*** Begin section ***

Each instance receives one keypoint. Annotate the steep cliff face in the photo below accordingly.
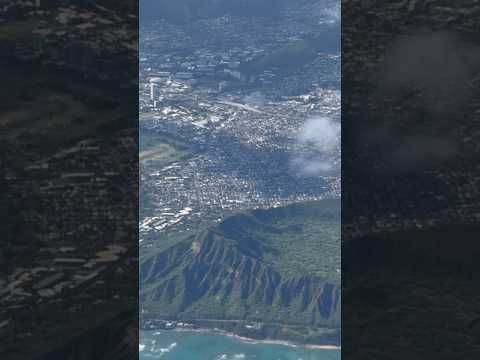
(240, 270)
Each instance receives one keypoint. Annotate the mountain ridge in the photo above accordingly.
(238, 270)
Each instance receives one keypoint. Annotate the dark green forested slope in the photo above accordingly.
(275, 266)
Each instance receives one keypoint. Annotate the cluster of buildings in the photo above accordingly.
(74, 250)
(241, 134)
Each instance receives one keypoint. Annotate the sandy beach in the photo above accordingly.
(257, 341)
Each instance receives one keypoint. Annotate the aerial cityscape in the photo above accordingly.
(240, 178)
(69, 176)
(238, 130)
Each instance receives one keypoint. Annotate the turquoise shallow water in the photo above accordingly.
(171, 345)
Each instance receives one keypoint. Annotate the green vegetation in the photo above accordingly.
(160, 151)
(272, 266)
(287, 59)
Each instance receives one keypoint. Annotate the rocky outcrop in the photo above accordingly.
(222, 273)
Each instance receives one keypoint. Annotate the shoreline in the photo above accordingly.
(248, 340)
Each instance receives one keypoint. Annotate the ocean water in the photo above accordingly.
(172, 345)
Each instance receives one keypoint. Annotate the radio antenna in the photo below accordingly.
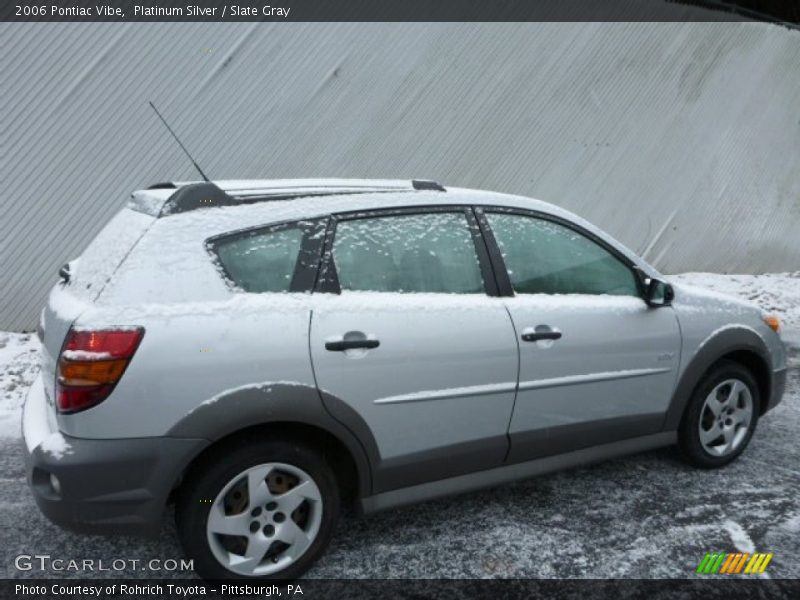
(163, 120)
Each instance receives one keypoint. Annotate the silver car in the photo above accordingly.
(263, 352)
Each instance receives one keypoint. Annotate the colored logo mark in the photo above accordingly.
(732, 563)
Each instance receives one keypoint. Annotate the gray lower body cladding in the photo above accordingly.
(109, 486)
(777, 388)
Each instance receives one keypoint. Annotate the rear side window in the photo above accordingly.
(432, 252)
(543, 257)
(277, 259)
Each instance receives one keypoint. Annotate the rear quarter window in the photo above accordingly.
(271, 260)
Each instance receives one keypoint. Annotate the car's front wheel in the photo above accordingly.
(721, 416)
(264, 509)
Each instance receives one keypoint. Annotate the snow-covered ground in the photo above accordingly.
(643, 516)
(778, 294)
(19, 364)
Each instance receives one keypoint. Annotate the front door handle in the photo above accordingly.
(342, 345)
(535, 336)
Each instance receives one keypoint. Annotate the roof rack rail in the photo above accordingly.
(427, 184)
(205, 194)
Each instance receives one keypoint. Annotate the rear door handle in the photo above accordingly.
(342, 345)
(535, 336)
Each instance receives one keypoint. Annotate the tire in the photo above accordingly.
(275, 529)
(721, 416)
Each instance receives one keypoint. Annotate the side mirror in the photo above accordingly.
(64, 273)
(658, 292)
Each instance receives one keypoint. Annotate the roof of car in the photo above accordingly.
(212, 208)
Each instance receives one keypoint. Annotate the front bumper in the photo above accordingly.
(103, 486)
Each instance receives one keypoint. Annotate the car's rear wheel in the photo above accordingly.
(721, 416)
(264, 509)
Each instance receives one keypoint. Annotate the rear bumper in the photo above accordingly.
(103, 486)
(777, 388)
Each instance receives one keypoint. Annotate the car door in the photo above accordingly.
(597, 364)
(409, 349)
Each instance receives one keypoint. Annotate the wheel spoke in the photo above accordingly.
(732, 401)
(267, 519)
(728, 434)
(257, 546)
(714, 405)
(257, 489)
(218, 522)
(743, 415)
(297, 495)
(290, 533)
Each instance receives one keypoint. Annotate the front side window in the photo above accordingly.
(261, 261)
(431, 252)
(543, 257)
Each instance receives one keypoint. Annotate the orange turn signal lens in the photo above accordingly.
(773, 323)
(91, 372)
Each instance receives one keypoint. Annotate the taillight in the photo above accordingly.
(91, 364)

*** End section ***

WORK REQUIRED: Set down nothing but the lines from the one containing "Each instance receives one keypoint. Annotate the roof of" through the end of the entries above, exactly as written, both ends counted.

SOLUTION TO THIS PROBLEM:
Each instance receives one keypoint. Annotate the roof of car in the photo above accordingly.
(212, 208)
Each instance receives one keypoint. Annotate the front bumper in the photo above accordingly.
(103, 486)
Each instance receives one keypoint. Annotate the car's rear wheel in the photo above accordingly.
(721, 416)
(264, 509)
Each instance receives one keypoint. Annotate the rear bumper in the photo above accordingly.
(103, 486)
(777, 388)
Each instance receives one keypoint. Annotate the car door in the photo above accordingly.
(597, 364)
(409, 349)
Each instance receives one keypoint. Annotate the wheel spoke in the photo above accordingly.
(732, 401)
(267, 519)
(728, 434)
(257, 546)
(714, 405)
(257, 489)
(218, 522)
(743, 415)
(297, 495)
(290, 533)
Each instance receives one keypoint. Annotate the front side window in the photo above accordingly.
(261, 261)
(431, 252)
(543, 257)
Each instance receives one keypoint. Annotate the orange turn signal lens in the photo above accordingly.
(773, 323)
(91, 372)
Each instance receives one keypoint. Annotate the taillight in the photo above accordingly.
(91, 364)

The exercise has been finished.